%%

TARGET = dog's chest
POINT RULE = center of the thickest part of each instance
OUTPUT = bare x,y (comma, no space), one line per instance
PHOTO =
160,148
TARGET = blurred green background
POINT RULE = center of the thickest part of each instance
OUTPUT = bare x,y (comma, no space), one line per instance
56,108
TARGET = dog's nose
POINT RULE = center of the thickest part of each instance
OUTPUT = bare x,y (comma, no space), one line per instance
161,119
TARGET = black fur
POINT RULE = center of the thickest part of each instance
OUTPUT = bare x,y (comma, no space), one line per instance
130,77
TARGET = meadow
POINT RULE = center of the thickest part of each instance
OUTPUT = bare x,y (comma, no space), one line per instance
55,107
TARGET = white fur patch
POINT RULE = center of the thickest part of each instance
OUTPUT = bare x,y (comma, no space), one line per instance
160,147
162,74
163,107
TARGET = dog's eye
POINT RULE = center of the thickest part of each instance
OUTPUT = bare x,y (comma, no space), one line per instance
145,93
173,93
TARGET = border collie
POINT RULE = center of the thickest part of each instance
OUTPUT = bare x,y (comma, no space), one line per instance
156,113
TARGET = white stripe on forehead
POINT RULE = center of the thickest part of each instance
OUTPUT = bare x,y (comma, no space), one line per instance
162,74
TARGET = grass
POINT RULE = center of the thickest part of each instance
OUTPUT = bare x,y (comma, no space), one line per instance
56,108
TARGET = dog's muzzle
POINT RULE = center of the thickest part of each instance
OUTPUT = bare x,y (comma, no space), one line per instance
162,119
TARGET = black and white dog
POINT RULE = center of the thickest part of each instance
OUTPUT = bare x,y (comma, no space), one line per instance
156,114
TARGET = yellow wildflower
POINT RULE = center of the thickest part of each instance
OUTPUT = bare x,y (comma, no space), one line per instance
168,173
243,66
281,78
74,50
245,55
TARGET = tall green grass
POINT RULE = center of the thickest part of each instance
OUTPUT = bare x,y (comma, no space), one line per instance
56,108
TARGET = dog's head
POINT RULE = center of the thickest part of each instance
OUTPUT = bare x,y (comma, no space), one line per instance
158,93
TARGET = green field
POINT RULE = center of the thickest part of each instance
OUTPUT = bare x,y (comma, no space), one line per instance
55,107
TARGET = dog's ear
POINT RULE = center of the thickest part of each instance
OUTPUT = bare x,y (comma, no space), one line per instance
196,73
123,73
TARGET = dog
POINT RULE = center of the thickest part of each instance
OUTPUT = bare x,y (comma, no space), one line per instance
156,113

%%

Print the entries exactly as they appear, starting at the line containing "TARGET = green field" and ending at the end of the entries.

Result of this exercise |
TARGET = green field
POINT RULE = center of the thickest part of each instance
OUTPUT = bare x,y (comma, no space), one line per instance
55,107
TARGET = dog's ear
POINT RULE = center of the thickest part of each instance
OUTPUT = bare x,y (comma, no space), one line per instance
196,73
123,73
TARGET = dog
POINT RULE = center of the thickest part of each instance
OUTPUT = bare x,y (comma, no space), one line per instance
156,113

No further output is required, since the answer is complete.